**SET PROBLEM:** Would you copy out the whole listing exactly as given?

**RECORD SET:**
'''

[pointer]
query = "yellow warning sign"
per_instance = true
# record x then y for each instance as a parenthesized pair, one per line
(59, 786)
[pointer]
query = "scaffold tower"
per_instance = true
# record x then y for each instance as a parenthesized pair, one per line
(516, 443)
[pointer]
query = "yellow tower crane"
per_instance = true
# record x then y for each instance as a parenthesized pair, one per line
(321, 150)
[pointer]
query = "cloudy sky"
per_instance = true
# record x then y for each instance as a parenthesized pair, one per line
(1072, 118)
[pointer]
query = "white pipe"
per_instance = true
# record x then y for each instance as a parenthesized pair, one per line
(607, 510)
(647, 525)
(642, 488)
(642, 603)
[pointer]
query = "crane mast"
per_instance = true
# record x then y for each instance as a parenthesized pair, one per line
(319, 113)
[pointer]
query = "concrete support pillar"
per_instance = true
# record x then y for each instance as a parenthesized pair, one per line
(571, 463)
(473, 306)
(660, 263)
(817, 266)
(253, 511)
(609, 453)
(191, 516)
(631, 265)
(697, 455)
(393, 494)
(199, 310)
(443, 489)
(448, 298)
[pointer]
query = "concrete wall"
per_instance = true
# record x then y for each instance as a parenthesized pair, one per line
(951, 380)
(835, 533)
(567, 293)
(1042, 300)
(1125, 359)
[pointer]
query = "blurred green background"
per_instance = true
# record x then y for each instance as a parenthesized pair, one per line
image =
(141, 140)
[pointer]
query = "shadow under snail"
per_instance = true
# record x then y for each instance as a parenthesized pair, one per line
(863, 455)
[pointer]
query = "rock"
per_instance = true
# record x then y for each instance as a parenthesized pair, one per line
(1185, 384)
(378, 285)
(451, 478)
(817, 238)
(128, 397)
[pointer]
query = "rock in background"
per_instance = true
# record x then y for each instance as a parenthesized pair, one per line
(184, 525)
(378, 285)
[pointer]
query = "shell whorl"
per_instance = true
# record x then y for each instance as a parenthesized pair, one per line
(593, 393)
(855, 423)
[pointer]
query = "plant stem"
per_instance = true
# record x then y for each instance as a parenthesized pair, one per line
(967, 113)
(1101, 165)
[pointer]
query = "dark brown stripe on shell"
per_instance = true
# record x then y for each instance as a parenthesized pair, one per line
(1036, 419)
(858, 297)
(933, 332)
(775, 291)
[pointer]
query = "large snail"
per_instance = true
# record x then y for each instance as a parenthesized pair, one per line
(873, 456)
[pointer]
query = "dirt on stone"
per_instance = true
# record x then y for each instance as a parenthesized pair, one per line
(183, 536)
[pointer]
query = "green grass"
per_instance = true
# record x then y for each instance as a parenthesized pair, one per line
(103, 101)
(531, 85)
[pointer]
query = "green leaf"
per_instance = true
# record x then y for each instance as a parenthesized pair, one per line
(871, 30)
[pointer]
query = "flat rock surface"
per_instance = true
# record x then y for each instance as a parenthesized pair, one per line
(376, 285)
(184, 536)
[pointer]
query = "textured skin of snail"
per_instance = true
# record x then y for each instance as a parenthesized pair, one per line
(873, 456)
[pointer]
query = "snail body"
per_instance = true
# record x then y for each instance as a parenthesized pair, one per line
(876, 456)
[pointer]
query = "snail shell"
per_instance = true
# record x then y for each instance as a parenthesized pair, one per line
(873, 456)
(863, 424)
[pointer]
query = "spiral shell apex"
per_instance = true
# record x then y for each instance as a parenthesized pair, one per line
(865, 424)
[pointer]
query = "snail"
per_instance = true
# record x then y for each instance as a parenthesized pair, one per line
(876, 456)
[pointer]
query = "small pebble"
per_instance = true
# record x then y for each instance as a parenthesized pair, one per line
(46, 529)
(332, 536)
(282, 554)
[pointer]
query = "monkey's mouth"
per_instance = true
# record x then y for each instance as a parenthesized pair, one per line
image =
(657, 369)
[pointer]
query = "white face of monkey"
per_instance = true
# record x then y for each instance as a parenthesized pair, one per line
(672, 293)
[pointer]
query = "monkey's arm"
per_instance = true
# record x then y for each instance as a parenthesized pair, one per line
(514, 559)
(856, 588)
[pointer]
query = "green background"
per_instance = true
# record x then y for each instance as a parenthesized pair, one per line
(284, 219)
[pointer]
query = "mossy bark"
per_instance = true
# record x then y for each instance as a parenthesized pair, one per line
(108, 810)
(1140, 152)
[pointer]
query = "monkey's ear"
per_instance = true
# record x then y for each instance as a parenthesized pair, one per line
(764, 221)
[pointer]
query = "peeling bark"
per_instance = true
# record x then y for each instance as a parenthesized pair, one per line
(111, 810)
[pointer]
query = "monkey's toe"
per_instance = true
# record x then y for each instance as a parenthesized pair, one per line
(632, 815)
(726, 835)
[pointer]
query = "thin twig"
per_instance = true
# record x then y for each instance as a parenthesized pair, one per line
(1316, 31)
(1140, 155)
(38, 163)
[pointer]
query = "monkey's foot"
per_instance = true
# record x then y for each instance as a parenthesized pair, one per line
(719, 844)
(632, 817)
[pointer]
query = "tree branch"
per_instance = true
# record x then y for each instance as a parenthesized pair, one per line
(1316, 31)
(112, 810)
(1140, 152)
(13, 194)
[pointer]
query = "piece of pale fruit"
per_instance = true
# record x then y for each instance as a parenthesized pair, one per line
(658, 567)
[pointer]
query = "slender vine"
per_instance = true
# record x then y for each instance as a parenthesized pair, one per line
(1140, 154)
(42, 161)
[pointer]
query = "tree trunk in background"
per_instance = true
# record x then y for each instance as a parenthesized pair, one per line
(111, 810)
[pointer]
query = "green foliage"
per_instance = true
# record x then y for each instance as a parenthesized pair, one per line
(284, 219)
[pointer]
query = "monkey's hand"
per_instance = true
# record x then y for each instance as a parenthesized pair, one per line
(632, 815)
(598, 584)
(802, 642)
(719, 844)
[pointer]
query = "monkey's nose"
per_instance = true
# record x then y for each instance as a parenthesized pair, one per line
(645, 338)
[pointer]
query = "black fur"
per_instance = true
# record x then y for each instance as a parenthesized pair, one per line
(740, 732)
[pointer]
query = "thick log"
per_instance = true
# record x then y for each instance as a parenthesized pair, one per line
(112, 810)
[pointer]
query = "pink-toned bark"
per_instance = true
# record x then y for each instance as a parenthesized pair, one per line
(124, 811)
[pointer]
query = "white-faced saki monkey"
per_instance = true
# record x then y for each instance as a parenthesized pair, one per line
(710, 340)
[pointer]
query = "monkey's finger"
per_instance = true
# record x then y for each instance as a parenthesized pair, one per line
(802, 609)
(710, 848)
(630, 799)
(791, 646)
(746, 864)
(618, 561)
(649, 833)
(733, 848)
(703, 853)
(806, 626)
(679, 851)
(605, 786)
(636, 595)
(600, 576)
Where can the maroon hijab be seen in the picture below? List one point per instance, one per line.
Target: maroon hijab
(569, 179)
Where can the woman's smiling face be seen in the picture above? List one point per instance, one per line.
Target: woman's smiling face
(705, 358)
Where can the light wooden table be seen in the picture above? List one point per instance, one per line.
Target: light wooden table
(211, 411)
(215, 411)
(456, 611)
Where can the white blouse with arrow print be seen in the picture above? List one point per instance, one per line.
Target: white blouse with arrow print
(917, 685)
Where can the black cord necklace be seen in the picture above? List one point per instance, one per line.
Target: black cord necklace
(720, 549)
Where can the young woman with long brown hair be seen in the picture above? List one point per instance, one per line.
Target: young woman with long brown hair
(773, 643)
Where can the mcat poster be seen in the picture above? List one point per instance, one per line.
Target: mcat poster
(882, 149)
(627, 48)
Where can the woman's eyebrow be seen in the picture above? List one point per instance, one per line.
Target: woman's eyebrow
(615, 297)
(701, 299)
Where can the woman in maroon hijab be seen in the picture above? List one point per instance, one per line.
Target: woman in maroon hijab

'''

**RIGHT ANSWER:**
[pointer]
query = "yellow warning sign"
per_instance = true
# record x then y for each instance as a parenthesized pair, one per line
(59, 786)
[pointer]
query = "scaffold tower"
per_instance = true
# record x then y for each instance as a parenthesized pair, one per line
(516, 443)
[pointer]
query = "yellow tower crane"
per_instance = true
# record x then y for each instance as a parenthesized pair, one per line
(321, 150)
[pointer]
query = "cloudy sky"
per_instance = true
# record x then y for each instance as a parenthesized pair, one per line
(1072, 118)
[pointer]
query = "white pipe"
per_instance = true
# record x then y for each instance as a parenthesized pair, one per line
(607, 510)
(647, 525)
(642, 488)
(642, 603)
[pointer]
query = "crane mast"
per_instance = true
# record x then y for each instance as a parenthesized pair, one per line
(319, 113)
[pointer]
query = "concrete support pillar"
per_instance = true
# record x then y for each instance as a parenthesized pair, one per line
(571, 463)
(473, 306)
(660, 263)
(817, 266)
(253, 511)
(609, 453)
(191, 516)
(631, 265)
(697, 455)
(393, 494)
(199, 310)
(443, 489)
(448, 298)
[pointer]
query = "concrete wall"
per_instance = true
# record x then y for each instance as a parenthesized pair, one per line
(951, 380)
(835, 533)
(567, 293)
(1042, 300)
(1125, 359)
[pointer]
query = "blurred green background"
per_instance = true
# record x then y for each instance as a parenthesized pair, one per line
image =
(141, 140)
[pointer]
query = "shadow under snail"
per_instance = true
# record x then y for each instance as a parenthesized pair, one per line
(863, 455)
[pointer]
query = "rock"
per_instance = true
# record x then y for each instance as a parenthesized pair, one per line
(1185, 384)
(378, 285)
(451, 478)
(817, 238)
(128, 397)
[pointer]
query = "rock in background"
per_instance = true
# record x then y for each instance as a parenthesized pair, one per line
(184, 525)
(378, 285)
[pointer]
query = "shell whorl"
per_instance = true
# record x then y for each instance as a parenthesized pair, one per line
(593, 393)
(855, 423)
[pointer]
query = "plant stem"
per_instance = true
# record x then y for each instance as a parenthesized pair, one per line
(967, 113)
(1101, 165)
[pointer]
query = "dark brown stripe on shell"
per_instance = true
# record x then y for each instance as a parenthesized pair, one per line
(1036, 419)
(858, 297)
(933, 332)
(775, 291)
[pointer]
query = "large snail"
per_instance = true
# record x then y for each instance as a parenthesized pair, one per line
(873, 456)
[pointer]
query = "dirt on stone"
per_instance = true
# record x then y for each instance as a parenthesized pair, one per line
(183, 536)
[pointer]
query = "green grass"
per_instance = true
# record x then y for each instance as a parenthesized pair, one per line
(103, 101)
(531, 85)
[pointer]
query = "green leaf"
per_instance = true
# record x then y for each instance as a parenthesized pair, one per line
(871, 30)
[pointer]
query = "flat rock surface"
per_instance = true
# record x then y for each instance as a parenthesized pair, one per line
(376, 285)
(184, 536)
[pointer]
query = "textured skin of snail"
per_instance = true
# record x then y for each instance as a parenthesized pair, one per line
(873, 456)
[pointer]
query = "snail body"
per_instance = true
# record x then y for each instance as a parenthesized pair, one per line
(876, 456)
[pointer]
query = "snail shell"
per_instance = true
# record x then y for each instance as a parenthesized pair, one per line
(873, 456)
(863, 424)
[pointer]
query = "spiral shell apex"
per_instance = true
# record x then y for each instance as a parenthesized pair, one per line
(865, 424)
[pointer]
query = "snail"
per_instance = true
# record x then y for each instance as a parenthesized pair, one per line
(876, 456)
[pointer]
query = "small pebble"
per_instance = true
# record x then y for each instance as a parenthesized pair, one per line
(46, 529)
(332, 536)
(282, 554)
[pointer]
query = "monkey's mouth"
per_instance = true
# record x then y for each instance as a parenthesized pair, one per line
image =
(657, 369)
[pointer]
query = "white face of monkey"
per_instance = true
# record x then y for each instance as a parenthesized pair, one per line
(672, 293)
[pointer]
query = "monkey's arm"
per_instance = true
# record x then y for each instance as a parenthesized pair, one per line
(514, 559)
(856, 588)
[pointer]
query = "green background"
per_instance = true
# record x then y for each instance as a parenthesized pair, one per line
(284, 219)
[pointer]
query = "mossy bark"
per_instance = true
# record x then y for each instance as a parenthesized pair, one per line
(108, 810)
(1140, 152)
[pointer]
query = "monkey's ear"
per_instance = true
# record x then y for each instance as a parenthesized pair, one per line
(764, 221)
[pointer]
query = "peeling bark"
per_instance = true
# record x then y for each instance as a parenthesized pair, one per line
(111, 810)
[pointer]
query = "monkey's toe"
per_instance = true
# record x then y for each instance as a parenthesized pair, one per line
(632, 815)
(726, 835)
[pointer]
query = "thin twig"
per_instance = true
# record x then y for each instance as a parenthesized pair, one per line
(1316, 31)
(1140, 155)
(38, 163)
[pointer]
query = "monkey's foot"
per_instance = true
# record x then y for each instance as a parenthesized pair, one per line
(719, 844)
(632, 817)
[pointer]
query = "tree branch"
per_instance = true
# record x then y for each instance as a parenthesized pair, one per line
(1316, 31)
(112, 810)
(1140, 152)
(13, 194)
[pointer]
query = "piece of pale fruit"
per_instance = true
# record x then y for each instance as a parenthesized pair, one per line
(658, 567)
[pointer]
query = "slender vine"
per_instance = true
# record x then y for each instance as a parenthesized pair, one per line
(1140, 154)
(42, 161)
[pointer]
query = "tree trunk in background"
per_instance = true
# record x then y for each instance as a parenthesized pair, one per line
(111, 810)
[pointer]
query = "green foliage"
per_instance = true
# record x then y for each instance as a parenthesized pair, one per line
(284, 219)
[pointer]
query = "monkey's hand"
per_instance = true
# record x then y for each instance as a parenthesized pair, one per line
(632, 815)
(598, 584)
(802, 642)
(719, 844)
[pointer]
query = "monkey's nose"
per_instance = true
# record x then y for each instance as a parenthesized pair, one per line
(645, 338)
[pointer]
query = "black fur"
per_instance = true
# record x then y for each instance as a parenthesized pair, one per line
(740, 732)
[pointer]
query = "thick log"
per_instance = true
# record x then y for each instance as a parenthesized pair, one per line
(112, 810)
[pointer]
query = "pink-toned bark"
per_instance = true
# record x then y for each instance as a parenthesized pair, one per line
(124, 811)
[pointer]
query = "white-faced saki monkey"
per_instance = true
# record x then y for each instance as a parenthesized pair, one per line
(710, 340)
[pointer]
query = "monkey's finger"
per_instance = true
# record x then y for each instance as a parenthesized pair, one per line
(802, 609)
(710, 848)
(630, 799)
(791, 646)
(746, 864)
(618, 561)
(649, 833)
(733, 848)
(703, 853)
(806, 626)
(679, 851)
(605, 786)
(636, 595)
(600, 576)
Where can the maroon hijab be seen in the picture below? List one point per instance, one per line.
Target: maroon hijab
(569, 179)
Where can the woman's smiling face be seen in the picture above? List one point per instance, one per line.
Target: woman's smiling face
(705, 358)
Where can the light wooden table be seen in the picture above? List one point per instance, one per line.
Target: light wooden table
(211, 411)
(215, 411)
(456, 611)
Where can the white blouse with arrow print be seen in the picture above? List one point per instance, one per line.
Target: white blouse with arrow print
(917, 685)
Where can the black cord necklace be seen in the picture above? List one point per instance, one per line.
Target: black cord necklace
(720, 549)
Where can the young woman with long brown hair be seen in the picture above? List one point per instance, one per line.
Target: young woman with long brown hair
(773, 643)
Where can the mcat poster be seen in the picture above? List one point per instance, one per line.
Target: mcat poster
(882, 149)
(627, 48)
Where can the woman's eyebrow be seen in the picture above? List one point per instance, one per line.
Target: woman's eyebrow
(615, 297)
(701, 299)
Where can the woman in maroon hijab be seen in the picture above? List one point per instance, one per line.
Target: woman in maroon hijab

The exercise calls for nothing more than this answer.